DIRECTIONS FOR THIS TASK: Return exactly the lines from the one bearing "point: pen |" through the last, and no others. Pictures must be left out.

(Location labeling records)
— start —

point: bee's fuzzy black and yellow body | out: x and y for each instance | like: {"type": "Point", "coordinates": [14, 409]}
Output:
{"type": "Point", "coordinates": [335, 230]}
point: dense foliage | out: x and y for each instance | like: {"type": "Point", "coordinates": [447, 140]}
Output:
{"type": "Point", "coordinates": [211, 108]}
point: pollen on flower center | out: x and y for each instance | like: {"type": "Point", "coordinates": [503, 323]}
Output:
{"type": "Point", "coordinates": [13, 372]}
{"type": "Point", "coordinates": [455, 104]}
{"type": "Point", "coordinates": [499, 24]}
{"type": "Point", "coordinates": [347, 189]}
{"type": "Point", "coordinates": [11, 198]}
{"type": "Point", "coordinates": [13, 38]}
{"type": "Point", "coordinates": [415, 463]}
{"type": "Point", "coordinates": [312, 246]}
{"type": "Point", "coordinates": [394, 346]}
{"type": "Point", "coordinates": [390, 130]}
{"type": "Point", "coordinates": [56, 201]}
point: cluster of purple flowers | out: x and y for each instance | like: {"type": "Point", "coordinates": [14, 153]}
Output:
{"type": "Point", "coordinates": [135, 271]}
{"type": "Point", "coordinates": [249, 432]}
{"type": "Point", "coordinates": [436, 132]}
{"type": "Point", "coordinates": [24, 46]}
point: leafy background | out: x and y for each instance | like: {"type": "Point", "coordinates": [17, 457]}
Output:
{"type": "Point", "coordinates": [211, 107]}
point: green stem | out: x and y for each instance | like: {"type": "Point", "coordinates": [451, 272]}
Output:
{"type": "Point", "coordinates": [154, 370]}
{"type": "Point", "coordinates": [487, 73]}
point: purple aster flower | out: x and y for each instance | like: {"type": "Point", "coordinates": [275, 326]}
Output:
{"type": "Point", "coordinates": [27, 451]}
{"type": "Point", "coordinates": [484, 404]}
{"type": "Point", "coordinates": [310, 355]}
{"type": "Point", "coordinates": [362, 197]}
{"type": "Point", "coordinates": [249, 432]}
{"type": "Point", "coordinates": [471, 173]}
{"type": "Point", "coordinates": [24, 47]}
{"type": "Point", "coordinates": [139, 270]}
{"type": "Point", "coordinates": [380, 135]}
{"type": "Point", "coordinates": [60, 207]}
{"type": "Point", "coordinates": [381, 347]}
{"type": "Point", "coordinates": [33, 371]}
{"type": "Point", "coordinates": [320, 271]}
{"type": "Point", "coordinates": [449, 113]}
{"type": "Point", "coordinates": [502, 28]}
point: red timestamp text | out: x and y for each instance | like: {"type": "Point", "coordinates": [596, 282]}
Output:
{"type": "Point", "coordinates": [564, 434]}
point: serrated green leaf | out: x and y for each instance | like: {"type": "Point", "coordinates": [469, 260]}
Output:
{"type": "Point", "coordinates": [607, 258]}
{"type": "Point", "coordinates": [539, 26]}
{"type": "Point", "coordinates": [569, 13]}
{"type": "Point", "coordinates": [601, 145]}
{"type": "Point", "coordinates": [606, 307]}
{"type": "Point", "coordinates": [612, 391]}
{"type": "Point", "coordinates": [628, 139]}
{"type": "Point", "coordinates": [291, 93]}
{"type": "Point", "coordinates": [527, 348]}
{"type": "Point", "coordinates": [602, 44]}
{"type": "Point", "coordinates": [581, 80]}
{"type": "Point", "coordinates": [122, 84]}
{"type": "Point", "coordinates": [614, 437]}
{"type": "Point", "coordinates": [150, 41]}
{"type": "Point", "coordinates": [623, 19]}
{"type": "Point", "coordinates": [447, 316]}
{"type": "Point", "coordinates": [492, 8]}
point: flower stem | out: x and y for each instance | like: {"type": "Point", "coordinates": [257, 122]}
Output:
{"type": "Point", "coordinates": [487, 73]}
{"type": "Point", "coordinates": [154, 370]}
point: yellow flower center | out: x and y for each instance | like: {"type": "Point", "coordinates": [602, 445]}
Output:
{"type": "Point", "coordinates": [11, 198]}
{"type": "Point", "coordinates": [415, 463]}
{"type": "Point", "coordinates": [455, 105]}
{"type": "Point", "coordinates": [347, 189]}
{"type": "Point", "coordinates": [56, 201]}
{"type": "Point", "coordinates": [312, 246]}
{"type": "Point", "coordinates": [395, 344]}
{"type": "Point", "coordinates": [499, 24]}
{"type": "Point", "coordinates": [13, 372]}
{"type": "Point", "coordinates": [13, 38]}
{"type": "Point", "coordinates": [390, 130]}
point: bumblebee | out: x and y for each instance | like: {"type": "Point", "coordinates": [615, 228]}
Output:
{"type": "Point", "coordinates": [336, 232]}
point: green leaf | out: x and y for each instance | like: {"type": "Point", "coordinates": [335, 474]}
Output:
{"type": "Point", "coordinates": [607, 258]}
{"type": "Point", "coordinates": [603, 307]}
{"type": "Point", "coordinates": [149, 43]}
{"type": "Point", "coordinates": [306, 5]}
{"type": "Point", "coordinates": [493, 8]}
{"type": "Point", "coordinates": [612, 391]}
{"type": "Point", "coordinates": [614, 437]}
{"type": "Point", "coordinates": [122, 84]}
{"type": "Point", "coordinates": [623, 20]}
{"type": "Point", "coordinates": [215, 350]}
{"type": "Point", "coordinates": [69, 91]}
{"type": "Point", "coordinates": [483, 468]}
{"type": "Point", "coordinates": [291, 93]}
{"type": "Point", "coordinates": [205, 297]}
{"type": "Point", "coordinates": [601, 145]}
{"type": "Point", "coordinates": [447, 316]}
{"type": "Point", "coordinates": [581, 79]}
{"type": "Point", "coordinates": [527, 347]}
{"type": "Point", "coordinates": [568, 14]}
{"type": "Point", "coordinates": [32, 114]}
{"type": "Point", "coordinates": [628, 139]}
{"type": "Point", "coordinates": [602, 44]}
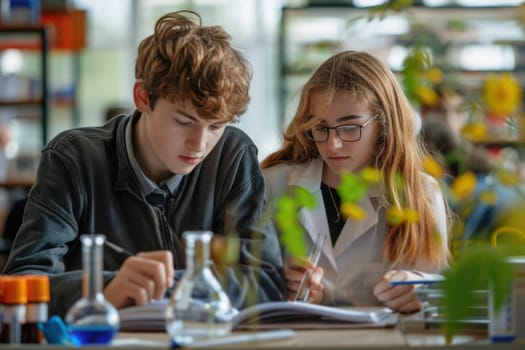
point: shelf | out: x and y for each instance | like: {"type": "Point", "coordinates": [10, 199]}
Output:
{"type": "Point", "coordinates": [310, 34]}
{"type": "Point", "coordinates": [31, 102]}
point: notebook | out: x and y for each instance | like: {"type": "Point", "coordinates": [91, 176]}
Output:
{"type": "Point", "coordinates": [270, 315]}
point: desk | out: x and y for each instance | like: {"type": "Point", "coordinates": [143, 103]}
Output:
{"type": "Point", "coordinates": [371, 339]}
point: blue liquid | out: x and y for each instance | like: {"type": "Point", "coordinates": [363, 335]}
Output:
{"type": "Point", "coordinates": [84, 335]}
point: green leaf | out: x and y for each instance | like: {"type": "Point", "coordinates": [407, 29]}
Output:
{"type": "Point", "coordinates": [352, 188]}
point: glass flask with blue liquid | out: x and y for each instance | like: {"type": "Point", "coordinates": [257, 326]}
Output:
{"type": "Point", "coordinates": [199, 308]}
{"type": "Point", "coordinates": [92, 320]}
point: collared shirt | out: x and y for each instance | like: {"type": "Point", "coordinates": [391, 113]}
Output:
{"type": "Point", "coordinates": [147, 185]}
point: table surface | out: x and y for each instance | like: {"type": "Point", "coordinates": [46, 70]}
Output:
{"type": "Point", "coordinates": [371, 339]}
{"type": "Point", "coordinates": [325, 339]}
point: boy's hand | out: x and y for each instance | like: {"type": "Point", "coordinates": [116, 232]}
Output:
{"type": "Point", "coordinates": [141, 278]}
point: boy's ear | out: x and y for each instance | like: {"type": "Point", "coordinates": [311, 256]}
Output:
{"type": "Point", "coordinates": [140, 97]}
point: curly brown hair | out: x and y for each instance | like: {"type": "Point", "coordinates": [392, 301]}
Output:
{"type": "Point", "coordinates": [184, 60]}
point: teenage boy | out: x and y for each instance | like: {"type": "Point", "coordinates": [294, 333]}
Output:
{"type": "Point", "coordinates": [143, 179]}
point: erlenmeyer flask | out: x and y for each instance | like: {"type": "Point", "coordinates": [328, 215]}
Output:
{"type": "Point", "coordinates": [198, 308]}
{"type": "Point", "coordinates": [92, 319]}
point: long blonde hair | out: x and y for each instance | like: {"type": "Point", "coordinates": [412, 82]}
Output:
{"type": "Point", "coordinates": [398, 151]}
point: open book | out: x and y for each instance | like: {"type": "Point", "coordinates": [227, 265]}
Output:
{"type": "Point", "coordinates": [278, 314]}
{"type": "Point", "coordinates": [300, 315]}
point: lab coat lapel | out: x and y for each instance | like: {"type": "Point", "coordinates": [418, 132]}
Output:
{"type": "Point", "coordinates": [309, 176]}
{"type": "Point", "coordinates": [354, 229]}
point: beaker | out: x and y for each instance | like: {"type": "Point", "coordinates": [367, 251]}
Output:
{"type": "Point", "coordinates": [92, 319]}
{"type": "Point", "coordinates": [199, 308]}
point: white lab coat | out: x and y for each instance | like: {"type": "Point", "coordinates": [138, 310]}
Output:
{"type": "Point", "coordinates": [355, 265]}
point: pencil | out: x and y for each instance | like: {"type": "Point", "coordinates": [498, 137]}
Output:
{"type": "Point", "coordinates": [125, 253]}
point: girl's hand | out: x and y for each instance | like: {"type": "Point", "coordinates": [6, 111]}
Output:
{"type": "Point", "coordinates": [399, 298]}
{"type": "Point", "coordinates": [314, 275]}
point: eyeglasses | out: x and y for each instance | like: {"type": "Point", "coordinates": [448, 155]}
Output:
{"type": "Point", "coordinates": [346, 132]}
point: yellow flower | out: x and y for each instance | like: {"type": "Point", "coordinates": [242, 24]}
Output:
{"type": "Point", "coordinates": [411, 216]}
{"type": "Point", "coordinates": [432, 167]}
{"type": "Point", "coordinates": [508, 178]}
{"type": "Point", "coordinates": [427, 96]}
{"type": "Point", "coordinates": [464, 185]}
{"type": "Point", "coordinates": [475, 131]}
{"type": "Point", "coordinates": [501, 94]}
{"type": "Point", "coordinates": [353, 211]}
{"type": "Point", "coordinates": [371, 175]}
{"type": "Point", "coordinates": [488, 197]}
{"type": "Point", "coordinates": [435, 75]}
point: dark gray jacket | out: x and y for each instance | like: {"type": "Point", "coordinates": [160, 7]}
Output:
{"type": "Point", "coordinates": [85, 184]}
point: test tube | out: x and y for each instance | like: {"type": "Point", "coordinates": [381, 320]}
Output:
{"type": "Point", "coordinates": [315, 253]}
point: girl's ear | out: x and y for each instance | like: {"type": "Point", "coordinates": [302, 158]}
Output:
{"type": "Point", "coordinates": [140, 97]}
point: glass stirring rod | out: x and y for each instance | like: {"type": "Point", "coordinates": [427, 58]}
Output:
{"type": "Point", "coordinates": [313, 257]}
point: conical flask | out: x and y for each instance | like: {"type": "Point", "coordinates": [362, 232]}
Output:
{"type": "Point", "coordinates": [199, 308]}
{"type": "Point", "coordinates": [92, 319]}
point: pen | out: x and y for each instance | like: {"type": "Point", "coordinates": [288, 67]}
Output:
{"type": "Point", "coordinates": [414, 282]}
{"type": "Point", "coordinates": [243, 338]}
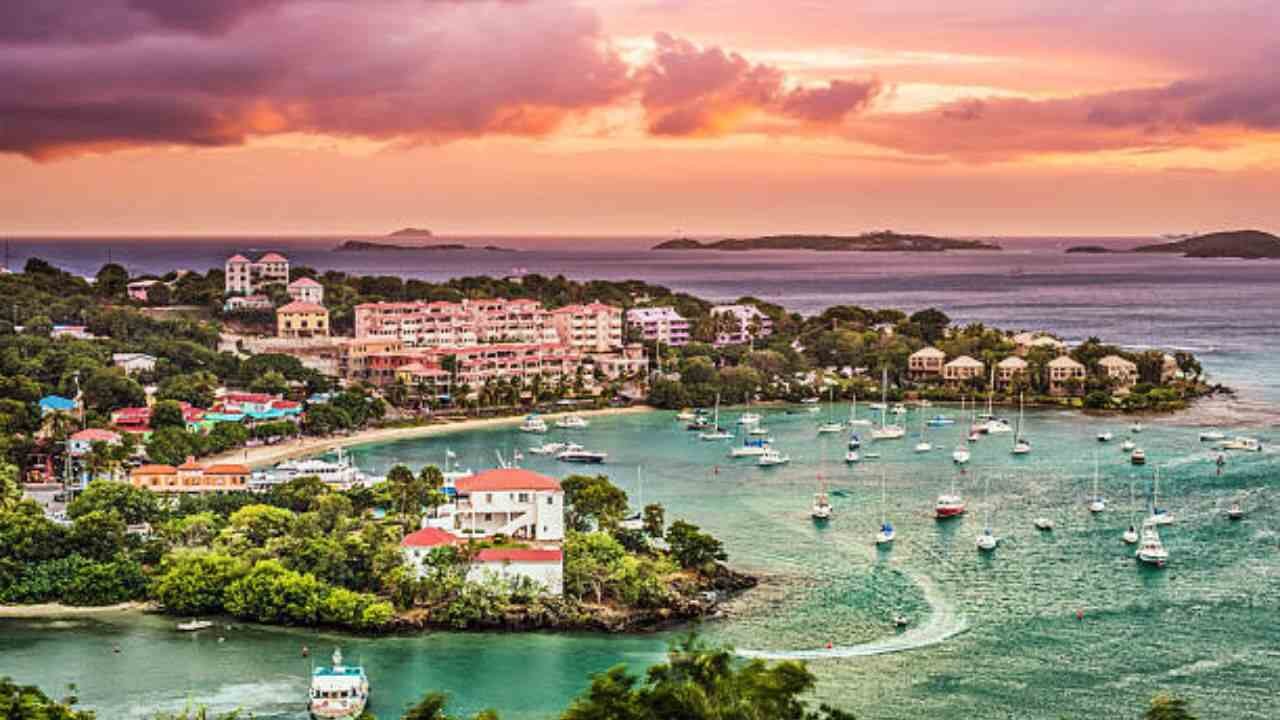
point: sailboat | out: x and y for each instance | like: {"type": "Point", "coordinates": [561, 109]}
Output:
{"type": "Point", "coordinates": [1097, 504]}
{"type": "Point", "coordinates": [987, 540]}
{"type": "Point", "coordinates": [886, 533]}
{"type": "Point", "coordinates": [1130, 536]}
{"type": "Point", "coordinates": [923, 446]}
{"type": "Point", "coordinates": [1022, 446]}
{"type": "Point", "coordinates": [831, 425]}
{"type": "Point", "coordinates": [886, 431]}
{"type": "Point", "coordinates": [949, 505]}
{"type": "Point", "coordinates": [821, 509]}
{"type": "Point", "coordinates": [716, 432]}
{"type": "Point", "coordinates": [635, 520]}
{"type": "Point", "coordinates": [853, 415]}
{"type": "Point", "coordinates": [1159, 515]}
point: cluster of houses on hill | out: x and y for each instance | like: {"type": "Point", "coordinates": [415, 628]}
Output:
{"type": "Point", "coordinates": [1064, 374]}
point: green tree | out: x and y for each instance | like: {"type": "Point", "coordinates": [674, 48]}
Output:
{"type": "Point", "coordinates": [593, 502]}
{"type": "Point", "coordinates": [168, 414]}
{"type": "Point", "coordinates": [693, 547]}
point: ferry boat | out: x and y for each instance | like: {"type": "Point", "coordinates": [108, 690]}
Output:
{"type": "Point", "coordinates": [534, 424]}
{"type": "Point", "coordinates": [571, 423]}
{"type": "Point", "coordinates": [771, 458]}
{"type": "Point", "coordinates": [1243, 443]}
{"type": "Point", "coordinates": [338, 692]}
{"type": "Point", "coordinates": [581, 456]}
{"type": "Point", "coordinates": [338, 474]}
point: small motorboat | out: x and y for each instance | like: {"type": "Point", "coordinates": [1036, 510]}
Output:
{"type": "Point", "coordinates": [583, 456]}
{"type": "Point", "coordinates": [571, 423]}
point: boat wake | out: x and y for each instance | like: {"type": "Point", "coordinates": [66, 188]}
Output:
{"type": "Point", "coordinates": [944, 624]}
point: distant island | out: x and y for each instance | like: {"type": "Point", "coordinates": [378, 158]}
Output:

— end —

SOLUTION TO THIS PROBLEM:
point: pen | out: x and y for each instance | like: {"type": "Point", "coordinates": [288, 67]}
Output:
{"type": "Point", "coordinates": [414, 282]}
{"type": "Point", "coordinates": [243, 338]}
point: sailboat | out: x and y for each instance | like: {"type": "Point", "coordinates": [561, 109]}
Output:
{"type": "Point", "coordinates": [1097, 504]}
{"type": "Point", "coordinates": [987, 540]}
{"type": "Point", "coordinates": [886, 533]}
{"type": "Point", "coordinates": [1130, 536]}
{"type": "Point", "coordinates": [923, 446]}
{"type": "Point", "coordinates": [1022, 446]}
{"type": "Point", "coordinates": [831, 425]}
{"type": "Point", "coordinates": [886, 431]}
{"type": "Point", "coordinates": [949, 505]}
{"type": "Point", "coordinates": [821, 509]}
{"type": "Point", "coordinates": [716, 432]}
{"type": "Point", "coordinates": [635, 520]}
{"type": "Point", "coordinates": [853, 415]}
{"type": "Point", "coordinates": [1159, 515]}
point: cluster of houses on hill | out: x and y for each instance | like: {"type": "Point", "coordinates": [415, 628]}
Output:
{"type": "Point", "coordinates": [1064, 374]}
point: green tree | out: x and y for each instance | like: {"type": "Point", "coordinates": [674, 48]}
Output:
{"type": "Point", "coordinates": [593, 502]}
{"type": "Point", "coordinates": [168, 414]}
{"type": "Point", "coordinates": [693, 547]}
point: ferry boat | out: x and y for each instance | like: {"type": "Point", "coordinates": [108, 690]}
Output:
{"type": "Point", "coordinates": [534, 424]}
{"type": "Point", "coordinates": [571, 423]}
{"type": "Point", "coordinates": [771, 458]}
{"type": "Point", "coordinates": [1243, 443]}
{"type": "Point", "coordinates": [338, 692]}
{"type": "Point", "coordinates": [581, 456]}
{"type": "Point", "coordinates": [338, 474]}
point: small motorboat | out: x and y for each instance | like: {"type": "Point", "coordinates": [1036, 510]}
Output:
{"type": "Point", "coordinates": [583, 456]}
{"type": "Point", "coordinates": [571, 423]}
point: boat wake | out: x and y for each instance | like: {"type": "Point", "coordinates": [66, 188]}
Output:
{"type": "Point", "coordinates": [944, 624]}
point: distant island | out: x and y for each instance | like: {"type": "Point", "coordinates": [378, 158]}
Output:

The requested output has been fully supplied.